--- Data to examine ---
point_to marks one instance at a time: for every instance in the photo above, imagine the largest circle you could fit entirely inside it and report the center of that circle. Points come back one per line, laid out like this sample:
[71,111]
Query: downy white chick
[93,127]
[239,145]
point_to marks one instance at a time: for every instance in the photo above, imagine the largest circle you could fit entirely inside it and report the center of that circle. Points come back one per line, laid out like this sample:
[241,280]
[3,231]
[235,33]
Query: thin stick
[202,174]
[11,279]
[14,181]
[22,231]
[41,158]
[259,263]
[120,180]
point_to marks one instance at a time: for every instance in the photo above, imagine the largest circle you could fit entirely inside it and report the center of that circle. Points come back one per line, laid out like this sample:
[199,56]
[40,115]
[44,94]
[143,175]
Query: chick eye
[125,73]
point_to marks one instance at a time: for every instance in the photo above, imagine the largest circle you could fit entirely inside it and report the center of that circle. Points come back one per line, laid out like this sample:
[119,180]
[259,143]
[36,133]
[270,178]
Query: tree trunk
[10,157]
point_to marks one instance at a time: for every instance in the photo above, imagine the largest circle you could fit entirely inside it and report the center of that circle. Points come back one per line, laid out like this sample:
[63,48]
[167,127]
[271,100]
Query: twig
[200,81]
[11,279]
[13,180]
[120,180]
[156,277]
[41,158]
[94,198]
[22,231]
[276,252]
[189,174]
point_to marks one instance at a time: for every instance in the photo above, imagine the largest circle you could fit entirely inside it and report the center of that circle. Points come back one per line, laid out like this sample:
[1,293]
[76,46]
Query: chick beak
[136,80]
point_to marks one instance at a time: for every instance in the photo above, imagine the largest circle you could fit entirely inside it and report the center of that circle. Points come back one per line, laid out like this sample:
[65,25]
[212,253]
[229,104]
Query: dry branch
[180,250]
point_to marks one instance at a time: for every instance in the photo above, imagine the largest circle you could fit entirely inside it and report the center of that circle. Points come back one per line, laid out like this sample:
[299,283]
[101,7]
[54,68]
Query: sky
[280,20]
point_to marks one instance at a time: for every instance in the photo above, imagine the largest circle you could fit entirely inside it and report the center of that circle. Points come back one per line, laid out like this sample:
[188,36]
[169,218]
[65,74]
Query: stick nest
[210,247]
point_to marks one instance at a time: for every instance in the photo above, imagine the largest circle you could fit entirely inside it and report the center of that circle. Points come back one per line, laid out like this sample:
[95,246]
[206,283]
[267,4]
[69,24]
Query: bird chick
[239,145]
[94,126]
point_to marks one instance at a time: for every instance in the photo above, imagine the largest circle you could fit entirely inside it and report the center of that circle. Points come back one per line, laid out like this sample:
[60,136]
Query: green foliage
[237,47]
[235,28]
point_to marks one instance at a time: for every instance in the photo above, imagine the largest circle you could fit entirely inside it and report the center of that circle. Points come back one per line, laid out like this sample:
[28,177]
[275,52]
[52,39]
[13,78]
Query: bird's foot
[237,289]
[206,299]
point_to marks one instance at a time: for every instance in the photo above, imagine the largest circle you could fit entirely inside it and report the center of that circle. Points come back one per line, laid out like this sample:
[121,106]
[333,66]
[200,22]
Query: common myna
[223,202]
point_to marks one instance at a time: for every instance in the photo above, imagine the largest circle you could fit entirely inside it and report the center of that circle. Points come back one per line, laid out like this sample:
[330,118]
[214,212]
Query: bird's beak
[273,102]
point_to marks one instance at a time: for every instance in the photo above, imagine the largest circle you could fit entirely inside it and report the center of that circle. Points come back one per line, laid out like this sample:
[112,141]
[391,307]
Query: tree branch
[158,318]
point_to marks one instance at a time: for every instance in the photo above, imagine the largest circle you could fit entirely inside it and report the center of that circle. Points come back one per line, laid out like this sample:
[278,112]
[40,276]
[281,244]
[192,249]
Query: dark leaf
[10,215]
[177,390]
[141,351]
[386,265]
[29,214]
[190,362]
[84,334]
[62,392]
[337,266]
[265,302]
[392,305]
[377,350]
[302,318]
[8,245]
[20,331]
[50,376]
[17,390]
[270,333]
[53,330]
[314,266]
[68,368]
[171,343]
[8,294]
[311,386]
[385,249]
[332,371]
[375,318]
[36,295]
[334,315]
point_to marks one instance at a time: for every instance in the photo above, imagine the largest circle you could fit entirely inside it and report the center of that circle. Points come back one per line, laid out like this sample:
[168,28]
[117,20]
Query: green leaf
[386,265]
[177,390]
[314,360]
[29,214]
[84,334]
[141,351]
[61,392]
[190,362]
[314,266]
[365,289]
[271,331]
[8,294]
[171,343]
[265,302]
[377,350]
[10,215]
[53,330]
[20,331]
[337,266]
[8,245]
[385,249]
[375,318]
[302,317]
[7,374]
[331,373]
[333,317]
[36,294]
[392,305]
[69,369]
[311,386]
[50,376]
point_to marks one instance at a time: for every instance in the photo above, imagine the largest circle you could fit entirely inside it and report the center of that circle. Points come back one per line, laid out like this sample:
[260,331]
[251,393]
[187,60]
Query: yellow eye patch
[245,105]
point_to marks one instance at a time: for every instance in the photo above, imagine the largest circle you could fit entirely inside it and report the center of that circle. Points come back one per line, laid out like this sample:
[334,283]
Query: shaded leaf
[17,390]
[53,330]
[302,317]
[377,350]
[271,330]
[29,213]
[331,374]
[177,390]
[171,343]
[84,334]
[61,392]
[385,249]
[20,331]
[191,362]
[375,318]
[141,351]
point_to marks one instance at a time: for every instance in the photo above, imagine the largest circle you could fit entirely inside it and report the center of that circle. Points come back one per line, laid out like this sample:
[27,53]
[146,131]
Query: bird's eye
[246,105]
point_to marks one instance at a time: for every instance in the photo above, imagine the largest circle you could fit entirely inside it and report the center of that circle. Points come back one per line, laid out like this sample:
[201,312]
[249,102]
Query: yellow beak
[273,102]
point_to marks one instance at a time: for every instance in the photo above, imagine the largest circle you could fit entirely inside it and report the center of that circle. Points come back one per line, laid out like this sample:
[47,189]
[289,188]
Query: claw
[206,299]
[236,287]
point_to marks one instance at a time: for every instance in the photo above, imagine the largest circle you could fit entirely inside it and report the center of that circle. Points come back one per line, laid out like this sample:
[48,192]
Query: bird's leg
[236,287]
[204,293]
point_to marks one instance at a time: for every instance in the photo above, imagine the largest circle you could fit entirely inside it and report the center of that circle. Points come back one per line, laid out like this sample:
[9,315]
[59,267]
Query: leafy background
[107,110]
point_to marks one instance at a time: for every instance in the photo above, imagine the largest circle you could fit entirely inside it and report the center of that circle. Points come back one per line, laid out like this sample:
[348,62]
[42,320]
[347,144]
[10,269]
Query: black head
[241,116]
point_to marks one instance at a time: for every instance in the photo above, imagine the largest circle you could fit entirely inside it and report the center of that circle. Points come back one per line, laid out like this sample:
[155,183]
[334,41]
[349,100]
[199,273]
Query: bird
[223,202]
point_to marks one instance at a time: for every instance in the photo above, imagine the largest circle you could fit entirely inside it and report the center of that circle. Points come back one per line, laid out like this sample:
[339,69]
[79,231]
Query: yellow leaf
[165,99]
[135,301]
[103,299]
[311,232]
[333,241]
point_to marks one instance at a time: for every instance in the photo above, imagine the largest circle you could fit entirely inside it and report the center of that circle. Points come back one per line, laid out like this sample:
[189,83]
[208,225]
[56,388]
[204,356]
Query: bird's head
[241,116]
---
** Exercise details **
Every record must be transcribed exactly as written.

** Result of the task **
point_to marks one instance at a time: for every instance in the photo above, imagine the largest circle you could fit entirely inside it and report the center of that circle. Points come back one per line, laid out like this sample:
[71,111]
Query: downy white chick
[93,127]
[239,145]
point_to marks one instance at a time: for every instance in the photo above, imagine the largest circle you could fit entirely inside it and report the center of that circle. Points come back one per line, laid out like this sample:
[241,280]
[3,231]
[235,33]
Query: thin stick
[202,174]
[11,279]
[14,181]
[22,231]
[41,158]
[259,263]
[120,180]
point_to marks one instance at a time: for every instance in the photo above, imagine the largest circle you could fit entirely inside it and report the center of that circle. Points come back one per line, laid out like this sample:
[199,56]
[40,115]
[44,94]
[143,175]
Query: chick eye
[125,73]
point_to marks one instance at a time: for every instance in the photo above, imagine the largest circle you could fit entirely inside it and report the center of that circle. Points come back one per line, laid out like this sample:
[119,180]
[259,143]
[36,133]
[270,178]
Query: tree trunk
[10,157]
point_to marks one instance at a time: for every instance in the photo above, imagine the largest circle you could fit entirely inside it and report the center of that circle. Points come back one per line, laid out like this sample:
[63,48]
[167,127]
[271,100]
Query: twig
[200,81]
[11,279]
[13,180]
[120,180]
[156,277]
[41,158]
[94,198]
[22,231]
[276,252]
[189,174]
point_to marks one instance at a time: for every instance in the photo above, imagine the largest circle you could fit entirely inside it and report the center of that circle. Points come back one per line, laid out like this sample:
[1,293]
[76,46]
Query: chick beak
[136,80]
point_to marks one instance at a time: for every instance in the photo above, imagine the largest circle you could fit entirely inside it and report the center of that circle. Points come back one per line, laid out like this sample:
[65,25]
[212,253]
[229,104]
Query: dry branch
[180,250]
point_to marks one instance at a time: for every instance in the photo above, imagine the largest circle you could fit entirely inside it and report the center of that circle. Points come back one per line, laid out like this sample:
[299,283]
[101,7]
[54,68]
Query: sky
[280,20]
point_to marks one instance at a time: for every instance in the photo above, imagine the largest circle you could fit entirely inside it and report the center of that circle. Points come back one per line, laid out like this sample:
[188,36]
[169,218]
[65,74]
Query: stick nest
[210,247]
point_to marks one instance at a time: for every instance in the photo above, imagine the largest circle you could fit entirely inside it and report the center of that circle. Points come back one per line, laid out like this sample:
[95,246]
[206,283]
[267,4]
[69,24]
Query: bird chick
[239,145]
[94,126]
point_to marks one instance at a time: for every instance in the photo above, imagine the largest circle you could fit entirely inside it and report the center of that circle. Points come back one per line, laid out like this sample:
[60,136]
Query: green foliage
[237,47]
[235,28]
point_to marks one instance at a time: for every instance in the photo above, imagine the largest circle you could fit entirely inside it and report the center of that circle. Points come back one per line, laid out like this sample:
[28,177]
[275,52]
[52,39]
[13,78]
Query: bird's foot
[237,289]
[206,299]
point_to marks one instance at a time: for every instance in the photo above, imagine the largest circle you could fit entirely inside it and report the center of that circle. Points come back one per line, laid out like this sample:
[121,106]
[333,66]
[200,22]
Query: common myna
[223,202]
point_to marks one instance at a time: for every instance in the photo above, imagine the largest circle you could fit entirely inside it and report the center of that circle. Points come back one per line, laid out like this sample:
[330,118]
[214,212]
Query: bird's beak
[273,102]
point_to marks one instance at a time: for every instance in the photo above, imagine the largest circle you could fit entirely inside it and report the center of that circle. Points come back one per line, laid out like this sample:
[112,141]
[391,307]
Query: tree branch
[158,318]
point_to marks one instance at a time: for every instance in the photo above, imagine the largest circle you could fit entirely inside it and report the center of that circle. Points come back one per line, laid out like this sample:
[278,112]
[40,276]
[281,244]
[192,249]
Query: dark leaf
[10,215]
[177,390]
[141,351]
[386,265]
[29,214]
[190,362]
[84,334]
[62,392]
[337,266]
[265,302]
[392,305]
[377,350]
[302,318]
[8,245]
[20,331]
[50,376]
[17,390]
[270,333]
[53,330]
[314,266]
[68,368]
[171,343]
[8,294]
[311,386]
[385,249]
[332,371]
[375,318]
[36,295]
[334,315]
point_to marks one instance at a time: for every instance in the photo above, imagine the largest circle you could fit entirely inside it and report the center of that circle. Points come back one per line, laid out like this sample:
[168,28]
[117,20]
Query: green leaf
[386,265]
[177,390]
[314,360]
[29,214]
[84,334]
[141,351]
[61,392]
[190,362]
[314,266]
[365,289]
[271,331]
[8,294]
[171,343]
[265,302]
[377,350]
[10,215]
[53,330]
[20,331]
[337,266]
[8,245]
[385,249]
[375,318]
[302,317]
[7,374]
[331,373]
[333,317]
[36,294]
[392,305]
[69,369]
[311,386]
[50,376]
point_to marks one instance at a time: for every instance in the photo above, imagine the largest circle you could fit entirely inside it and report the center of that circle. Points come back one per line, laid out like this sample:
[260,331]
[251,393]
[187,60]
Query: yellow eye patch
[245,105]
point_to marks one instance at a time: for every instance in the photo above, imagine the largest circle you could fit entirely inside it and report the center of that circle. Points come back one per line, laid out like this sample:
[334,283]
Query: shaded leaf
[17,390]
[53,330]
[302,317]
[377,350]
[271,330]
[29,213]
[331,374]
[177,390]
[171,343]
[84,334]
[61,392]
[385,249]
[20,331]
[191,362]
[375,318]
[141,351]
point_to marks one instance at a time: for every instance in the photo above, imagine the largest circle you could fit entirely inside it and report the center of that circle. Points come back one per line, laid out like this sample:
[27,53]
[146,131]
Query: bird's eye
[246,105]
point_to marks one instance at a time: for every instance in the photo above, imagine the largest circle you could fit entirely inside it and report the center of that circle. Points come back one per line, laid out like this sample:
[201,312]
[249,102]
Query: yellow beak
[273,102]
point_to marks one instance at a time: for every instance in the photo above, imagine the largest circle you could fit entirely inside it and report the center of that circle. Points come back one per line, laid out like this sample:
[47,189]
[289,188]
Query: claw
[206,299]
[236,287]
point_to marks one instance at a time: for every instance in the photo above, imagine the largest circle you could fit entirely inside it and report the center of that circle. Points come back one per line, laid out like this sample:
[48,192]
Query: bird's leg
[236,287]
[204,293]
point_to marks one instance at a time: for every instance in the photo above, imagine the largest circle you could fit entirely inside it and report the center of that circle. Points come back one per line, laid out like this sample:
[9,315]
[59,267]
Query: leafy background
[107,110]
point_to marks one instance at a time: for every instance in the photo above, imagine the largest circle you could fit entirely inside it and report the center of that circle. Points come back one per line, laid out like this sample:
[348,62]
[42,320]
[347,144]
[10,269]
Query: black head
[241,116]
point_to marks one instance at a time: for every instance in the photo above, imagine the largest circle you could fit entirely inside it and report the center of that circle. Points come back one per line, laid out like this sample:
[155,183]
[334,41]
[349,100]
[199,273]
Query: bird
[223,202]
point_to marks one instance at a time: for every instance in the photo above, imagine the largest circle you could fit entirely inside it and report the center of that circle. Points come back one per line, laid out like this sample:
[339,69]
[79,231]
Query: yellow leaf
[165,99]
[135,301]
[103,299]
[311,232]
[333,241]
point_to marks one instance at a time: for every instance in the photo above, imagine the largest circle you could fit entirely inside it and report the center of that circle. Points come back one per line, laid out like this sample:
[189,83]
[208,225]
[56,388]
[204,356]
Query: bird's head
[241,116]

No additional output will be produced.